To be done
Copy every record below exactly.

---- Records provided

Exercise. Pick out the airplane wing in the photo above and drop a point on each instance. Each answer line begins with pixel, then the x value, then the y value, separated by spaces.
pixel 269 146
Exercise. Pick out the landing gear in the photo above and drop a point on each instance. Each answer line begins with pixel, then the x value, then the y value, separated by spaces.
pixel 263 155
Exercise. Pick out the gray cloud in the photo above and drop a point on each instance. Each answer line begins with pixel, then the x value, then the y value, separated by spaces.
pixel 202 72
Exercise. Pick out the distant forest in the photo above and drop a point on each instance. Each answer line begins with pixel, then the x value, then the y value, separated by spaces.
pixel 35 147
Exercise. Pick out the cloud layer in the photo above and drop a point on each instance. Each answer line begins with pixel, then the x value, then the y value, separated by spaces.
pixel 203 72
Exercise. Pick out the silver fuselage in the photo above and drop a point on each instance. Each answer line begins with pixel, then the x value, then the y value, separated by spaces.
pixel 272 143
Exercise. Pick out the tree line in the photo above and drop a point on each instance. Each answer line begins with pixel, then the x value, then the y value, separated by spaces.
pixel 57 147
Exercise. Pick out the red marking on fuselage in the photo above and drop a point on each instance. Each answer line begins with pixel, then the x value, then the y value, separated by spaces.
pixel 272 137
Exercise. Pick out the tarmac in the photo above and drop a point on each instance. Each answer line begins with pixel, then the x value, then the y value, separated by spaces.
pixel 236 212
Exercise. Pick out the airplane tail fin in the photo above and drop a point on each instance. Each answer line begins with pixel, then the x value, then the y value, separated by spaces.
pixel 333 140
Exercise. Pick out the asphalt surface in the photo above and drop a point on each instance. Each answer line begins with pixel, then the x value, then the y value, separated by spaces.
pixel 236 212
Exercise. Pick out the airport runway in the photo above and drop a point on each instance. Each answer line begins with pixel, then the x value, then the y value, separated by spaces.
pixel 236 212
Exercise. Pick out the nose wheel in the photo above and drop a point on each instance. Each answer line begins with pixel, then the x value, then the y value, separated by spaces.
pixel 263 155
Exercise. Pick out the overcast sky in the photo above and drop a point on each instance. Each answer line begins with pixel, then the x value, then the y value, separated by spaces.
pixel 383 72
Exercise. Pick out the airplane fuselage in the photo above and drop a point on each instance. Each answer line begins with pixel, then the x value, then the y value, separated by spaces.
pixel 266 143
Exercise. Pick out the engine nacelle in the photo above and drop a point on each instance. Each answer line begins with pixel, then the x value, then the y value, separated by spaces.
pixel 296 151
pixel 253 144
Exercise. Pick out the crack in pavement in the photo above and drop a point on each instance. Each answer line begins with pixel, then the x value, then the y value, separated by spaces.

--------

Output of the exercise
Exercise. Pick out the airplane wing in the photo above and drop a point on each instance. Each answer line begins with pixel, then the x value, then the y value, separated by spaces.
pixel 269 146
Exercise. Pick out the landing gear in the photo above and drop a point on each instance. Each answer line begins with pixel, then the x value, then the y value, separated by spaces.
pixel 263 155
Exercise. Pick out the gray cloud in the photo above and drop a point on each instance. Each answer line begins with pixel, then the x value, then the y value, separated by spaces.
pixel 202 72
Exercise. Pick out the distant forest in the photo above and drop a point on each instance. Each answer line begins with pixel, then the x value, then the y value, separated by spaces.
pixel 35 147
Exercise. Pick out the cloud layer in the photo above and drop a point on each instance. Each answer line begins with pixel, then the x value, then the y value, separated by spaces.
pixel 203 72
Exercise. Pick out the silver fuselage in the photo above and drop a point on each instance. Each answer line begins with pixel, then the x value, then the y value, separated by spaces.
pixel 272 143
Exercise. Pick out the tree line in the photo above and drop a point on each instance. Each answer line begins with pixel, then the x value, then the y value, separated by spaces.
pixel 57 147
Exercise. Pick out the red marking on fuselage in the photo above and drop a point on each instance. Each answer line begins with pixel, then the x value, then the y value, separated by spaces.
pixel 272 137
Exercise. Pick out the tarmac in the photo above and drop a point on each instance. Each answer line begins with pixel, then the x value, then the y value, separated by spaces.
pixel 236 212
Exercise. Pick out the airplane tail fin in the photo above and drop a point on each instance. Each answer line begins with pixel, then the x value, then the y value, separated by spaces.
pixel 333 140
Exercise. Pick out the asphalt surface in the photo above and drop a point on each instance. Each answer line begins with pixel, then the x value, then the y value, separated by spaces.
pixel 236 212
Exercise. Pick out the airport runway in the photo above and drop a point on each instance. Each answer line begins with pixel, then the x value, then the y value, separated by spaces.
pixel 236 212
Exercise. Pick out the nose wheel in the photo above and drop a point on each instance. Each answer line begins with pixel, then the x value, then the y value, separated by spaces.
pixel 263 155
Exercise. Pick out the overcast sky in the photo above and drop a point on each instance. Each answer line begins with pixel, then the x value, then the y value, separated by spaces.
pixel 383 72
Exercise. Pick out the airplane fuselage in the photo above and drop a point on each instance. Each answer line begins with pixel, then the x value, then the y value, separated by spaces.
pixel 266 143
Exercise. Pick out the engine nacelle in the photo above and drop a point on each instance. Each answer line begins with pixel, then the x value, then the y value, separated by spaces.
pixel 296 151
pixel 253 144
Exercise. Pick out the crack in pavement in the photo above and drop a point on each instance. Each answer line begins with pixel, then the x value, then the y value, separated by spaces.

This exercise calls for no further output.